• УСЛОВИЕ ЗАДАЧИ 1:
Ответьте по тексту о модернизации крейсера «Адмирал Нахимов»:
(a) Сколько ударных ракет у «Адмирала Нахимова»?
(b) Во что можно было переоборудовать «Адмирала Нахимова» на потраченные средства?
(c) Для какого эсминца появилось бы реальное обоснование?

Мы вложили огромные средства в ремонт и «модернизацию» тяжелого атомного ракетного крейсера (ТАРКР) «Адмирал Нахимов», но сохранили при этом его прежнюю концепцию «ракетного линейного крейсера». Что получается в итоге? Наш «ракетный «Ямато» по ударному потенциалу (80 ударных ракет) оказывается хуже, чем пара модернизированных «Спрюэнсов» (старых американских эсминцев почти с 70 ракетами, включая крылатые и противокорабельные, на каждом, при водоизмещении в три с лишним раза меньшем).




При разговоре о стоимости и целесообразности такой модернизации «Нахимова», сегодня хватаются за голову даже те, кто был ее активным сторонником несколько лет назад. А если бы потраченные средства на «Адмирала Нахимова» пошли на переоборудование его в «малый авианосец», это был бы совсем иной эффект – и для политики (демонстрация флага и «проецирование силы»), и для военной мощи государства. Причем эффект системообразующий, с резким и адекватным повышением роли авиации в составе ВМФ. Появилось бы реальное обоснование для эсминца «Лидер» с атомной силовой установкой, ибо возможности авиационных средств и авианесущего корабля являются определяющими для кораблей оперативного соединения.

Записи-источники
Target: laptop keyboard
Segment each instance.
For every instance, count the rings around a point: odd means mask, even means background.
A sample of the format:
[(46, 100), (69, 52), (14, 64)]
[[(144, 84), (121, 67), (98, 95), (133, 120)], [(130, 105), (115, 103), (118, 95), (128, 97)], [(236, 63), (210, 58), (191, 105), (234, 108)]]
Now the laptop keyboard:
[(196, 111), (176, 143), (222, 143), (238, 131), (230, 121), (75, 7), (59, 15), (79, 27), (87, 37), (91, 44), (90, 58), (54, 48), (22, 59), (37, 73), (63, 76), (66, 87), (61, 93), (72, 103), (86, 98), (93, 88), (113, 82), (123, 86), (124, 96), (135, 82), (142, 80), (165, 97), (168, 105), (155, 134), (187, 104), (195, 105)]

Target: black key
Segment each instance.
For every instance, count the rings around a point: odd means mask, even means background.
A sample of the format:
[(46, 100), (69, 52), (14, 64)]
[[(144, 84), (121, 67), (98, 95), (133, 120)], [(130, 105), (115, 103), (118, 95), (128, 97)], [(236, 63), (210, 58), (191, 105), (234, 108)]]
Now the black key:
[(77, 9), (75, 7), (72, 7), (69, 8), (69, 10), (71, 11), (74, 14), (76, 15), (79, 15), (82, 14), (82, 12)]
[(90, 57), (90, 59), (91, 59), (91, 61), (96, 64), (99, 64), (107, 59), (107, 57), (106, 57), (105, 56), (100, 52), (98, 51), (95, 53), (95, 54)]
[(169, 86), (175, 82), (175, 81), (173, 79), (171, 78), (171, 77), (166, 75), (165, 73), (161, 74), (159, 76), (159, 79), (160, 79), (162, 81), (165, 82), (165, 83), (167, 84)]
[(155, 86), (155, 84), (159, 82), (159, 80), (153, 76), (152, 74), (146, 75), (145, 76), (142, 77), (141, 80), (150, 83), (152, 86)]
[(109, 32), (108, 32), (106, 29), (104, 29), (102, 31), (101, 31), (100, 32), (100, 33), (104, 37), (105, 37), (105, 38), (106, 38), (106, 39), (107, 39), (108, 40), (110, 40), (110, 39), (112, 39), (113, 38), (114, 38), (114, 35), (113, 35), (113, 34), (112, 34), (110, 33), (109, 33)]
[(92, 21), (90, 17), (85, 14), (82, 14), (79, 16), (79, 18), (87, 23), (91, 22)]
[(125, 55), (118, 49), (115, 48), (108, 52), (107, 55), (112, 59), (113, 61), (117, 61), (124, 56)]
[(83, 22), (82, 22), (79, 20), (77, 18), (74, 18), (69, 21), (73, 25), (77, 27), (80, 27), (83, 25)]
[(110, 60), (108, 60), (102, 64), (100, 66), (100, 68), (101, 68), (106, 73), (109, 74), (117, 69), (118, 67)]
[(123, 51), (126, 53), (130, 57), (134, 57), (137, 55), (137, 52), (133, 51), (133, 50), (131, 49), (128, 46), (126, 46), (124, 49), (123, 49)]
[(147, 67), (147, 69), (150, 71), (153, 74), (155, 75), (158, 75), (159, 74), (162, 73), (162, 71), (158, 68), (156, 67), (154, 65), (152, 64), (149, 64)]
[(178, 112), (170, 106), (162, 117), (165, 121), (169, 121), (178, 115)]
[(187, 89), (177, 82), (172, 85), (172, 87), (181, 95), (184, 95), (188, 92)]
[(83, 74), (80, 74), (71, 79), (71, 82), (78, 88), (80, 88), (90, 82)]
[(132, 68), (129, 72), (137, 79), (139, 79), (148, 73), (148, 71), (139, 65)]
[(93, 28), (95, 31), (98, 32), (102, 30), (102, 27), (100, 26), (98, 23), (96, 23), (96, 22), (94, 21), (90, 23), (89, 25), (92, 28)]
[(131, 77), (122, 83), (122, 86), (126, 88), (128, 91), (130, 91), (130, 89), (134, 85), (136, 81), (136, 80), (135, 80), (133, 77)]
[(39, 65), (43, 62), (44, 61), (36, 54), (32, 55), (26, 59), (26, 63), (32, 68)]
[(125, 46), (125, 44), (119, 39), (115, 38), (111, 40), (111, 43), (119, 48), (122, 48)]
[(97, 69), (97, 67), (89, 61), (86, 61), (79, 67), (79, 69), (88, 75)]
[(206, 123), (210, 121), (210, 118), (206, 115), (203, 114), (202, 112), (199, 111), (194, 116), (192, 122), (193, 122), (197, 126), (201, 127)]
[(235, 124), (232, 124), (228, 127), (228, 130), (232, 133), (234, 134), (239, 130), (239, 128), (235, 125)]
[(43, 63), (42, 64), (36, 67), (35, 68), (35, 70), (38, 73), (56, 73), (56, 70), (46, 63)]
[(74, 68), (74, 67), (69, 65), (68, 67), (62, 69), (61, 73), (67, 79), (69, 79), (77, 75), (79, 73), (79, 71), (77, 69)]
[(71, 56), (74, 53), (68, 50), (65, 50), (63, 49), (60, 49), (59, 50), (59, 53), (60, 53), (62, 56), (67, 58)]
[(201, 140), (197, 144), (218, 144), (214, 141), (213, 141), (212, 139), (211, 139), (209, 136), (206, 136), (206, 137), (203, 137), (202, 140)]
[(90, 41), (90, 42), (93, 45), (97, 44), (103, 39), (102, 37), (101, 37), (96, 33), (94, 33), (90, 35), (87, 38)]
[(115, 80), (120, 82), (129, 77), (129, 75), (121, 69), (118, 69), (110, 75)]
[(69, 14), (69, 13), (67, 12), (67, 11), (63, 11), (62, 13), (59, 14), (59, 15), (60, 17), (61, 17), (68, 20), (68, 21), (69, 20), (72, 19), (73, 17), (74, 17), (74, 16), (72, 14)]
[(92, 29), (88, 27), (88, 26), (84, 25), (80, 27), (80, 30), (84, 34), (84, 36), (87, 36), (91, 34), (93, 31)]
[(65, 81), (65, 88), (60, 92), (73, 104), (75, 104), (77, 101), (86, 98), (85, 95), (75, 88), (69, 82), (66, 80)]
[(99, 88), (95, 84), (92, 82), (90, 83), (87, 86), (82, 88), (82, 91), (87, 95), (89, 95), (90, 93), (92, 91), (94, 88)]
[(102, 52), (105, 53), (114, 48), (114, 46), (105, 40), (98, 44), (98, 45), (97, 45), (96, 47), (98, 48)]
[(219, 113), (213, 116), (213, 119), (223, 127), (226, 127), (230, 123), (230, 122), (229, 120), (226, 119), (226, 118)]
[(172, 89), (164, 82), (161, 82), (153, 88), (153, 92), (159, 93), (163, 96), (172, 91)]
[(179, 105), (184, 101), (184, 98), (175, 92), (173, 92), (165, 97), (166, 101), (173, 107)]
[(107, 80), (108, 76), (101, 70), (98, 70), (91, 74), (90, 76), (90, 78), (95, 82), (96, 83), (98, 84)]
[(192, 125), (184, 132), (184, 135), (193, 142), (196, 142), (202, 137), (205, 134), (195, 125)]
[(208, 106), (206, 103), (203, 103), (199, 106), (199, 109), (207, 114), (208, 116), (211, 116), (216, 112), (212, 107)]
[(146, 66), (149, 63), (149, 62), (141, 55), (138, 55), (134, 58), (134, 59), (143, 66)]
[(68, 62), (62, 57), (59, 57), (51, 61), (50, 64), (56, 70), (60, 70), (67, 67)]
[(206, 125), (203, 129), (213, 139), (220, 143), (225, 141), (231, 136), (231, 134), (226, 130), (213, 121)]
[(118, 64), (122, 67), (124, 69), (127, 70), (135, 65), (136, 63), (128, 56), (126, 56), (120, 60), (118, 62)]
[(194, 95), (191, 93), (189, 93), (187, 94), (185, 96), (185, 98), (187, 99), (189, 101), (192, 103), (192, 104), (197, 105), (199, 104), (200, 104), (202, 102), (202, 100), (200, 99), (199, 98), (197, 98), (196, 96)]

• УСЛОВИЕ ЗАДАЧИ 2: Соберите все строки записей, в которых встречается слово «keyboard». Регистр букв учитывается.

• ОТВЕТ К ЗАДАНИЮ 1:
(a) 80 ударных ракет.
(b) В «малый авианосец».
(c) Для эсминца «Лидер» с атомной силовой установкой.

• ОТВЕТ К ЗАДАНИЮ 2:
Target: laptop keyboard
Now the laptop keyboard:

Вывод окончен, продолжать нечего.